___ Quoted passage

What might come next?

The past quarter-century has already seen immense — if seldom-mentioned — changes in American politics. The Democratic Party abandoned their long alliance with America’s workers in favor of a better-paying alliance with Wall Street, Silicon Valley, and the plutocratic class. Now the Republicans have thrown in their lot with faux economics (like those wrecking Kansas’ economy), faux history (the Confederacy didn’t rebel to preserve slavery) — and now face the ultimate challenge of responding to armed militia, mobs with Nazi symbols chanting anti-semitic and racist slogans.

Now comes another challenge to both parties. The Democrats must choose between their tradition of fighting against monopolies and for civil liberties — and the joy of an alliance with giant tech companies that crush some of their foes. The GOP chooses between their love of giant corporations and defending elements of the conservative coalition (e.g. the SPLC designates many social conservatives as haters).

My guess (emphasis on guess) is that the Democratic Party will (again) choose power, and the GOP will wait for the info-giants to overreach and then (reluctantly) move against them. Much depends on these decisions.

What role do the America people play in this drama. We are peons fighting each other in the mud. That’s the purpose of these wars about social issues. The fringes of Left and Right emerge and march. Everybody chooses sides. The Leftist mob, rioting to suppress speech they oppose. The Right, marching under the symbols of our dark past. The silent majority, the sheeple. The result is a week people, divided and so powerless.

A note from the past — by Teddy Roosevelt

“The greatest evils in our industrial system to-day are those which rise from the abuses of aggregated wealth; and our great problem is to overcome these evils and cut out these abuses. No one man can deal with this matter. It is the affair of the people as a whole. When aggregated wealth demands what is unfair, its immense power can be met only by the still greater power of the people as a whole, exerted in the only way it can be exerted, through the Government; and we must be resolutely prepared to use the power of the Government to any needed extent, even though it be necessary to tread paths which are yet untrod.

“The complete change in economic conditions means that governmental methods never yet resorted to may have to be employed in order to deal with them. We can not tolerate anything approaching a monopoly, especially in the necessaries of life, except on terms of such thoroughgoing governmental control as will absolutely safe guard every right of the public. Moreover, one of the most sinister manifestations of great corporate wealth during recent years has been its tendency to interfere and dominate in politics.”

— From his article “The Progressives, Past and Present” in The Outlook, 3 September 1910.

______

Instructions:
• 1. Rewrite the commentary on American politics from "My guess (emphasis" up to and including "on these decisions.", replacing "GOP" with "Republican Party".
• 2. Carry the commentary on American politics forward from the point at which it stops.
The material placed after this point has no connection to the commentary on American politics.

___ Data extract

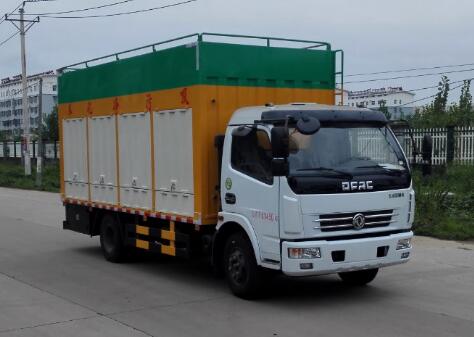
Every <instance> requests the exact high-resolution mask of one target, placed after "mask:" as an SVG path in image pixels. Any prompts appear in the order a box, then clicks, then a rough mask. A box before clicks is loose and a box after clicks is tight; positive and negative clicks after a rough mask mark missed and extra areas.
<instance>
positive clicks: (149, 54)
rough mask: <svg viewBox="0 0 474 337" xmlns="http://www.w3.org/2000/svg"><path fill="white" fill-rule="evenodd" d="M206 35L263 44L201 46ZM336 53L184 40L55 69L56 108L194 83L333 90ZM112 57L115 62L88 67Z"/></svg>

______

Answers per task:
• 1.
My guess (emphasis on guess) is that the Democratic Party will (again) choose power, and the Republican Party will wait for the info-giants to overreach and then (reluctantly) move against them. Much depends on these decisions.

• 2.
For More Information

If you liked this post, like us on Facebook and follow us on Twitter. See the links at the pages About the quiet coup in America , posts about the far-Left and alt-Right, and Reforming America: steps to new politics. Also see the other posts in this series…

  1. New political leaders offer hope & change. They show us what we need for victory.
  2. What if Samuel Adams tried to start the Revolution by blogging? — Describing our situation; pointing to a way forward.
  3. Can we organize the political reform of America? Our past shows how.
  4. The 1% are changing America. It’s our move.
  5. Resolve to begin the reform of America in 2017!

17 thoughts on “Fear the rise of info-monopolies over America”

  1. Oh man, please don’t get rid of the safe harbor provision. We do not need to give the giants any more reason to police their users and take down content. They already take down too much as it is, both for ideological reasons (like what happened to Mehta) and for stupid reasons (their copyright sensors took down a bird song video for infringement). No more.

    The Importance Of Defending Section 230 Even When It’s Hard” by Cathy Gellis at TechDirt, 9 June 2017 — “from the preventing-tough-cases-from-making-bad-law dept.”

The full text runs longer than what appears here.